**Short exercise A**
Update the patch review message between "Shourya Shukla <shouryashukla.oo@xxxxxxxxx>" and "a new process.", inclusive, with "HEAD" changed to "main".

**Document section**
-*-*-

Re: [PATCH 4/4] submodule: port submodule subcommand 'summary' from shell to C

Shourya Shukla <shouryashukla.oo@xxxxxxxxx> · Wed, 15 Jul 2020 20:23:36 +0530

Hello Johannes!

On 12/07 02:46, Johannes Schindelin wrote:
> > > >>> +	cp_rev.git_cmd = 1;
> > > >>> +	argv_array_pushl(&cp_rev.args, "rev-parse", "-q", "--verify",
> > > >>> +			 argc ? argv[0] : "HEAD", NULL);
> > > >>
> > > >> Oy. Why not simply call `get_oid()`? No need to spawn a new process.
> > > >
> > > > Then everytime we need 'rev-parse', we simply call 'get_oid()'? That
> > > > will save us a ton of processes?
> > > >
> > > > But I think we do need to capture the output of 'git rev-parse --verify
> > > > ....' so I think it will backfire to use 'get_oid()' or am I just being
> > > > too dumb and not catching on something?

-*-*-

Rows from a point labeling set:

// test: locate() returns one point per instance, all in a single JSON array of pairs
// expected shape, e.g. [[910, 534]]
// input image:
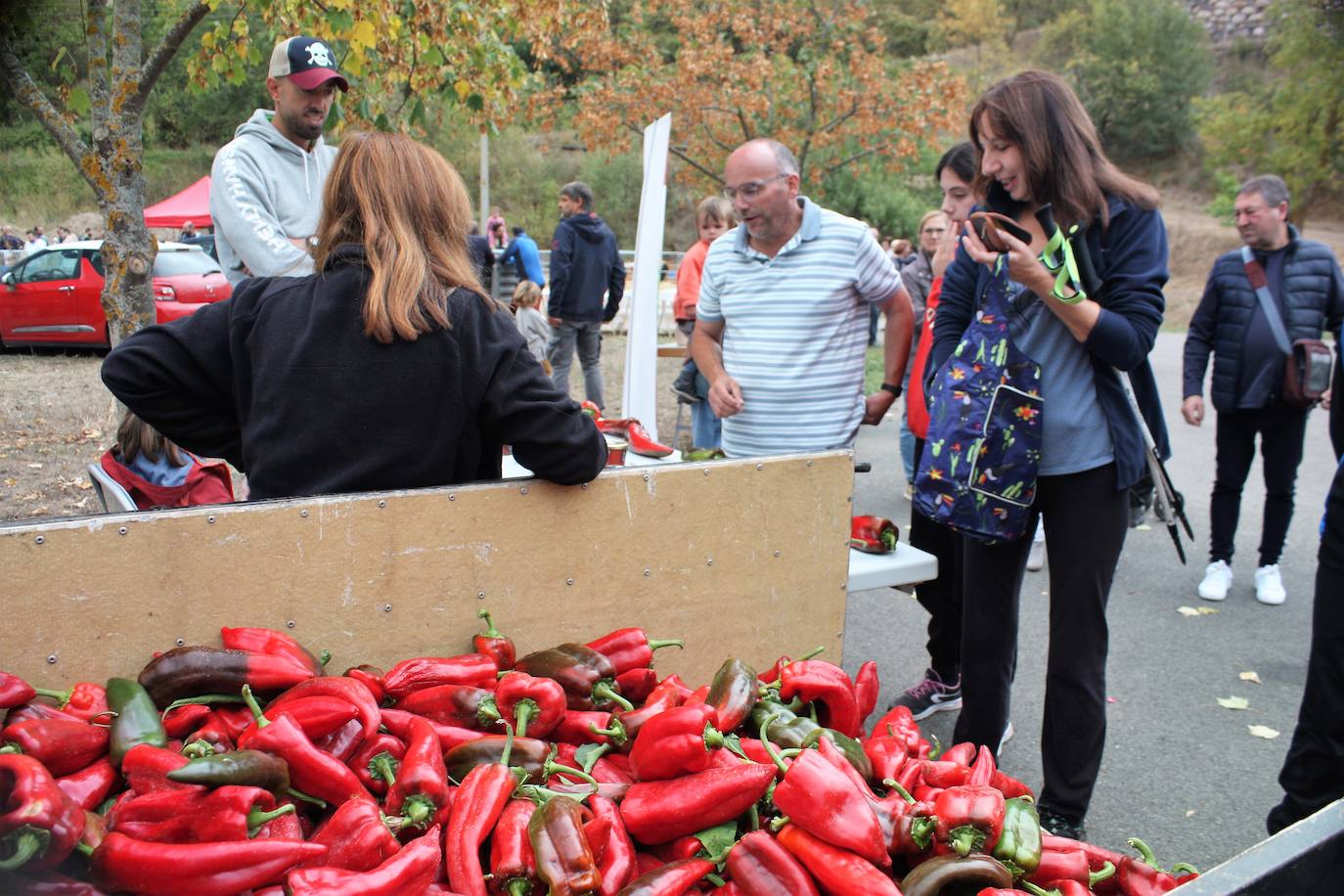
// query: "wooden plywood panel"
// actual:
[[739, 558]]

-*-*-

**Short exercise B**
Recast every line of the labeling rows above as a Markdown table with the columns No. and Line, numbering each line and skipping blank lines. Leave the pictures out.

**Task output A**
Shourya Shukla <shouryashukla.oo@xxxxxxxxx> · Wed, 15 Jul 2020 20:23:36 +0530

Hello Johannes!

On 12/07 02:46, Johannes Schindelin wrote:
> > > >>> +	cp_rev.git_cmd = 1;
> > > >>> +	argv_array_pushl(&cp_rev.args, "rev-parse", "-q", "--verify",
> > > >>> +			 argc ? argv[0] : "main", NULL);
> > > >>
> > > >> Oy. Why not simply call `get_oid()`? No need to spawn a new process.

**Task output B**
| No. | Line |
|---|---|
| 1 | // test: locate() returns one point per instance, all in a single JSON array of pairs |
| 2 | // expected shape, e.g. [[910, 534]] |
| 3 | // input image: |
| 4 | // query: "wooden plywood panel" |
| 5 | // actual: |
| 6 | [[739, 558]] |